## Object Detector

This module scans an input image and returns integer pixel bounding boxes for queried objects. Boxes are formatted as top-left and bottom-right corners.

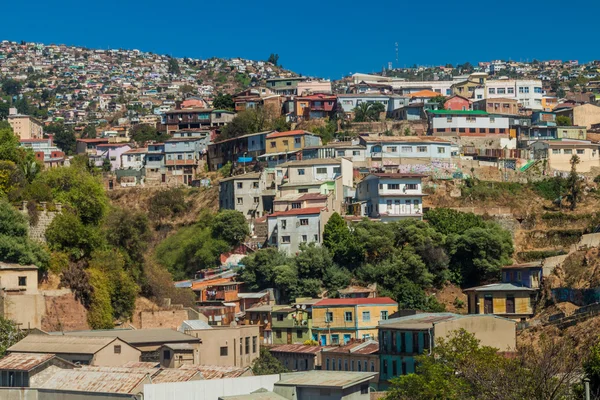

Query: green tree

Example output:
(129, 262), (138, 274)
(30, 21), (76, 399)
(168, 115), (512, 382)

(38, 165), (108, 225)
(0, 199), (50, 272)
(567, 154), (583, 211)
(252, 347), (289, 376)
(212, 210), (250, 247)
(556, 115), (573, 126)
(213, 93), (235, 111)
(0, 316), (27, 357)
(267, 53), (279, 66)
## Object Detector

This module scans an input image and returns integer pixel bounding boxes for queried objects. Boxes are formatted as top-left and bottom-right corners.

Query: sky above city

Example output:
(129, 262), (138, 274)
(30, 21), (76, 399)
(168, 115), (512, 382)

(0, 0), (600, 79)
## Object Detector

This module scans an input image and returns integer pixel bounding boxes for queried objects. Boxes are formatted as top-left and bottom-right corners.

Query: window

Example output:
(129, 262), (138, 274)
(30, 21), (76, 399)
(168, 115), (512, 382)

(325, 311), (333, 322)
(331, 335), (342, 346)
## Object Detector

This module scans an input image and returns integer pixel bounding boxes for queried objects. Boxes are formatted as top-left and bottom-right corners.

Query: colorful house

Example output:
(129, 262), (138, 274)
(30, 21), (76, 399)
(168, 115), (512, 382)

(312, 297), (398, 346)
(464, 262), (542, 320)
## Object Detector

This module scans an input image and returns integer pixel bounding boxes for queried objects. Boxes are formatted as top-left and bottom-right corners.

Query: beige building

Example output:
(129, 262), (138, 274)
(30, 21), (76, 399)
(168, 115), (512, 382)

(554, 104), (600, 129)
(185, 325), (260, 367)
(8, 334), (142, 367)
(530, 139), (600, 172)
(8, 114), (44, 140)
(0, 263), (46, 329)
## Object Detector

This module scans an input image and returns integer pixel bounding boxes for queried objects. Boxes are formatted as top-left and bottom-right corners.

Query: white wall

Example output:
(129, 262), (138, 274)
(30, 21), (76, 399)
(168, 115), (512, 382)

(144, 375), (279, 400)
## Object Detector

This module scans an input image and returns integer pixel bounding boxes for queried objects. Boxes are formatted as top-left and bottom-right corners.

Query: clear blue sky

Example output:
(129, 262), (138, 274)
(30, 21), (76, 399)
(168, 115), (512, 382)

(0, 0), (600, 79)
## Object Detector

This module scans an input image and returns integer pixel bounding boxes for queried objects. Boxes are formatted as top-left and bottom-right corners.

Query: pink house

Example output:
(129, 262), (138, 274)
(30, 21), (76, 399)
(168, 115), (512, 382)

(444, 95), (471, 111)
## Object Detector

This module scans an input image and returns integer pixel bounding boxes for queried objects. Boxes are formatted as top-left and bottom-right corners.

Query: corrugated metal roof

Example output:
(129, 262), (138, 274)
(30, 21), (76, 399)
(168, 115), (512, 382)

(179, 364), (250, 379)
(269, 344), (321, 354)
(275, 371), (376, 389)
(0, 353), (55, 371)
(51, 328), (200, 346)
(8, 335), (116, 354)
(39, 369), (150, 393)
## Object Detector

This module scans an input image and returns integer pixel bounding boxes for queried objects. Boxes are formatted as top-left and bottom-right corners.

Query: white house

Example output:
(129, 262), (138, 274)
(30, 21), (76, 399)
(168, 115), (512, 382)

(356, 173), (425, 222)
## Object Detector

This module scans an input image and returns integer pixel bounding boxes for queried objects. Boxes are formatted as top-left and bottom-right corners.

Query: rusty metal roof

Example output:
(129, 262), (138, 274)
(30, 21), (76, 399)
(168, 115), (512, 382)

(275, 371), (377, 389)
(8, 335), (116, 354)
(39, 369), (150, 394)
(179, 364), (250, 379)
(0, 353), (56, 371)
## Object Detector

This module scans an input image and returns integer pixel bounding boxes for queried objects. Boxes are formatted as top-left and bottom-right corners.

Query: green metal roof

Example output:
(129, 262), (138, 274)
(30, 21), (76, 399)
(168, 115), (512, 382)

(429, 110), (488, 115)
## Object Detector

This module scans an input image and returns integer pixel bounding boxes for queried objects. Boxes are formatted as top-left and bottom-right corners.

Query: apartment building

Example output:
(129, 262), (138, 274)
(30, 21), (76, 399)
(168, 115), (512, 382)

(352, 173), (425, 222)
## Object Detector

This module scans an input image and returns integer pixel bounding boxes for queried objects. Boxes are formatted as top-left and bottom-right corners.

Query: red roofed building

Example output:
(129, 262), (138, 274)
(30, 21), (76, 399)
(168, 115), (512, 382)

(312, 297), (398, 346)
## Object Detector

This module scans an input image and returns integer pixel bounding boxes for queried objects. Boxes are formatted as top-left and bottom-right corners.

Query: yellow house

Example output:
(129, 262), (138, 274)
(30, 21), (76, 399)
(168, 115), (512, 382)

(266, 130), (321, 155)
(312, 297), (398, 346)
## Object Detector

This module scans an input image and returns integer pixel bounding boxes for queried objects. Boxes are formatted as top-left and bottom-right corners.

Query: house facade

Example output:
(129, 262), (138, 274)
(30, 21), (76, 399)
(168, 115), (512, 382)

(356, 173), (425, 222)
(313, 297), (398, 346)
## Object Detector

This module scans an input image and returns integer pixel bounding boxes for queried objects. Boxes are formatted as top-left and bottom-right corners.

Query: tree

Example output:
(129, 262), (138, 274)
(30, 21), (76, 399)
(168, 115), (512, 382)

(252, 347), (289, 375)
(556, 115), (573, 126)
(0, 199), (50, 272)
(0, 316), (27, 357)
(212, 210), (250, 247)
(567, 154), (583, 211)
(2, 79), (21, 96)
(354, 102), (385, 122)
(267, 53), (279, 66)
(213, 93), (235, 111)
(168, 57), (181, 75)
(44, 122), (77, 155)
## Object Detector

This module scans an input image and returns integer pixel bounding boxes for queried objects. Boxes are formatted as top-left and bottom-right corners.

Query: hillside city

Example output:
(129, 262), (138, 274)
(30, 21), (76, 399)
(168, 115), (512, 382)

**What is needed:** Arrange every line of the records above as a Markdown table with the columns Row and Line, numbering each nonblank line and omitting blank lines. Leave the pictures out.

**Correct response:**
| Row | Line |
|---|---|
| 1 | ## Object Detector |
| 2 | This module scans an input image and returns integer pixel bounding boxes for queried objects. Boxes are formatted as top-left and bottom-right corners. |
| 3 | Query: green tree |
| 4 | Example output: |
| 5 | (129, 262), (138, 274) |
| 6 | (30, 21), (76, 399) |
| 7 | (168, 115), (512, 382) |
| 8 | (38, 165), (108, 225) |
| 9 | (0, 199), (50, 272) |
| 10 | (567, 154), (583, 211) |
| 11 | (252, 347), (289, 376) |
| 12 | (212, 210), (250, 247) |
| 13 | (556, 115), (573, 126) |
| 14 | (213, 93), (235, 111) |
| 15 | (0, 316), (27, 357) |
| 16 | (267, 53), (279, 66) |
| 17 | ## Object Detector |
| 18 | This module scans an input image and returns integer pixel bounding boxes for queried objects. Boxes are formatted as top-left and bottom-right corners. |
| 19 | Query: sky above city |
| 20 | Example output: |
| 21 | (129, 262), (138, 274) |
| 22 | (30, 21), (76, 399) |
| 23 | (168, 115), (512, 382) |
| 24 | (0, 0), (600, 79) |
| 25 | ## Object Detector |
| 26 | This module scans an input image and returns integer pixel bounding boxes for queried objects. Boxes are formatted as top-left and bottom-right corners. |
| 27 | Query: window |
| 28 | Example output: |
| 29 | (129, 262), (138, 274) |
| 30 | (30, 21), (76, 399) |
| 31 | (168, 115), (512, 382) |
| 32 | (325, 311), (333, 322) |
| 33 | (331, 335), (342, 346) |
| 34 | ## Object Detector |
| 35 | This module scans an input image and returns integer pixel bounding boxes for queried objects. Boxes are formatted as top-left and bottom-right corners. |
| 36 | Query: colorful house |
| 37 | Example output: |
| 38 | (129, 262), (138, 274) |
| 39 | (30, 21), (76, 399) |
| 40 | (168, 115), (512, 382) |
| 41 | (312, 297), (398, 346) |
| 42 | (464, 262), (542, 320) |
| 43 | ## Object Detector |
| 44 | This module scans an input image and returns integer pixel bounding boxes for queried objects. Boxes are formatted as top-left and bottom-right corners. |
| 45 | Query: beige building |
| 46 | Example output: |
| 47 | (129, 262), (138, 274) |
| 48 | (30, 21), (76, 399) |
| 49 | (168, 115), (512, 382) |
| 50 | (554, 104), (600, 129) |
| 51 | (185, 325), (260, 367) |
| 52 | (8, 334), (142, 367) |
| 53 | (530, 139), (600, 172) |
| 54 | (8, 114), (44, 140) |
| 55 | (0, 263), (46, 329) |
| 56 | ## Object Detector |
| 57 | This module scans an input image and returns integer pixel bounding boxes for queried objects. Boxes are formatted as top-left and bottom-right corners. |
| 58 | Query: white wall |
| 59 | Example output: |
| 60 | (129, 262), (138, 274) |
| 61 | (30, 21), (76, 399) |
| 62 | (168, 115), (512, 382) |
| 63 | (144, 375), (279, 400) |
| 64 | ## Object Detector |
| 65 | This module scans an input image and returns integer pixel bounding boxes for queried objects. Boxes are formatted as top-left and bottom-right corners. |
| 66 | Query: clear blue sky |
| 67 | Example output: |
| 68 | (129, 262), (138, 274) |
| 69 | (30, 21), (76, 399) |
| 70 | (168, 115), (512, 382) |
| 71 | (0, 0), (600, 79) |
| 72 | ## Object Detector |
| 73 | This module scans an input image and returns integer pixel bounding boxes for queried objects. Boxes are formatted as top-left and bottom-right corners. |
| 74 | Query: pink house |
| 75 | Example output: |
| 76 | (129, 262), (138, 274) |
| 77 | (30, 21), (76, 399) |
| 78 | (168, 115), (512, 382) |
| 79 | (444, 95), (471, 111) |
| 80 | ## Object Detector |
| 81 | This module scans an input image and returns integer pixel bounding boxes for queried objects. Boxes are formatted as top-left and bottom-right corners. |
| 82 | Query: corrugated metal roof |
| 83 | Example output: |
| 84 | (129, 262), (138, 274) |
| 85 | (30, 21), (76, 399) |
| 86 | (168, 115), (512, 382) |
| 87 | (179, 364), (250, 379) |
| 88 | (269, 344), (321, 354) |
| 89 | (275, 371), (376, 389) |
| 90 | (0, 353), (55, 371) |
| 91 | (51, 328), (200, 346) |
| 92 | (8, 335), (116, 354) |
| 93 | (39, 369), (150, 393) |
| 94 | ## Object Detector |
| 95 | This module scans an input image and returns integer pixel bounding boxes for queried objects. Boxes are formatted as top-left and bottom-right corners. |
| 96 | Query: white house |
| 97 | Example output: |
| 98 | (129, 262), (138, 274) |
| 99 | (30, 21), (76, 399) |
| 100 | (168, 115), (512, 382) |
| 101 | (356, 173), (425, 222) |
| 102 | ## Object Detector |
| 103 | This module scans an input image and returns integer pixel bounding boxes for queried objects. Boxes are formatted as top-left and bottom-right corners. |
| 104 | Query: rusty metal roof |
| 105 | Example output: |
| 106 | (129, 262), (138, 274) |
| 107 | (30, 21), (76, 399) |
| 108 | (168, 115), (512, 382) |
| 109 | (275, 371), (377, 389) |
| 110 | (8, 335), (116, 354) |
| 111 | (39, 369), (150, 394) |
| 112 | (179, 364), (250, 379) |
| 113 | (0, 353), (56, 371) |
| 114 | ## Object Detector |
| 115 | This module scans an input image and returns integer pixel bounding boxes for queried objects. Boxes are formatted as top-left and bottom-right corners. |
| 116 | Query: green metal roof |
| 117 | Example output: |
| 118 | (129, 262), (138, 274) |
| 119 | (30, 21), (76, 399) |
| 120 | (168, 115), (512, 382) |
| 121 | (429, 110), (488, 115) |
| 122 | ## Object Detector |
| 123 | This module scans an input image and returns integer pixel bounding boxes for queried objects. Boxes are formatted as top-left and bottom-right corners. |
| 124 | Query: apartment building |
| 125 | Example output: |
| 126 | (129, 262), (138, 274) |
| 127 | (30, 21), (76, 399) |
| 128 | (168, 115), (512, 382) |
| 129 | (352, 173), (425, 222) |
| 130 | ## Object Detector |
| 131 | This module scans an input image and returns integer pixel bounding boxes for queried objects. Boxes are formatted as top-left and bottom-right corners. |
| 132 | Query: red roofed building |
| 133 | Example output: |
| 134 | (129, 262), (138, 274) |
| 135 | (30, 21), (76, 399) |
| 136 | (168, 115), (512, 382) |
| 137 | (312, 297), (398, 346) |
| 138 | ## Object Detector |
| 139 | This module scans an input image and returns integer pixel bounding boxes for queried objects. Boxes are formatted as top-left and bottom-right corners. |
| 140 | Query: yellow house |
| 141 | Example output: |
| 142 | (129, 262), (138, 274) |
| 143 | (30, 21), (76, 399) |
| 144 | (168, 115), (512, 382) |
| 145 | (266, 130), (321, 155) |
| 146 | (312, 297), (398, 346) |
| 147 | ## Object Detector |
| 148 | This module scans an input image and returns integer pixel bounding boxes for queried objects. Boxes are formatted as top-left and bottom-right corners. |
| 149 | Query: house facade |
| 150 | Example output: |
| 151 | (129, 262), (138, 274) |
| 152 | (30, 21), (76, 399) |
| 153 | (168, 115), (512, 382) |
| 154 | (356, 173), (425, 222) |
| 155 | (313, 297), (398, 346) |
| 156 | ## Object Detector |
| 157 | This module scans an input image and returns integer pixel bounding boxes for queried objects. Boxes are formatted as top-left and bottom-right corners. |
| 158 | Query: tree |
| 159 | Example output: |
| 160 | (129, 262), (138, 274) |
| 161 | (30, 21), (76, 399) |
| 162 | (168, 115), (512, 382) |
| 163 | (252, 347), (289, 375) |
| 164 | (556, 115), (573, 126) |
| 165 | (0, 199), (50, 272) |
| 166 | (0, 316), (27, 357) |
| 167 | (212, 210), (250, 247) |
| 168 | (567, 154), (583, 211) |
| 169 | (2, 79), (21, 96) |
| 170 | (354, 102), (385, 122) |
| 171 | (267, 53), (279, 66) |
| 172 | (213, 93), (235, 111) |
| 173 | (168, 57), (181, 75) |
| 174 | (44, 122), (77, 155) |
| 175 | ## Object Detector |
| 176 | This module scans an input image and returns integer pixel bounding boxes for queried objects. Boxes are formatted as top-left and bottom-right corners. |
| 177 | Query: hillside city |
| 178 | Example output: |
| 179 | (129, 262), (138, 274) |
| 180 | (30, 21), (76, 399) |
| 181 | (168, 115), (512, 382) |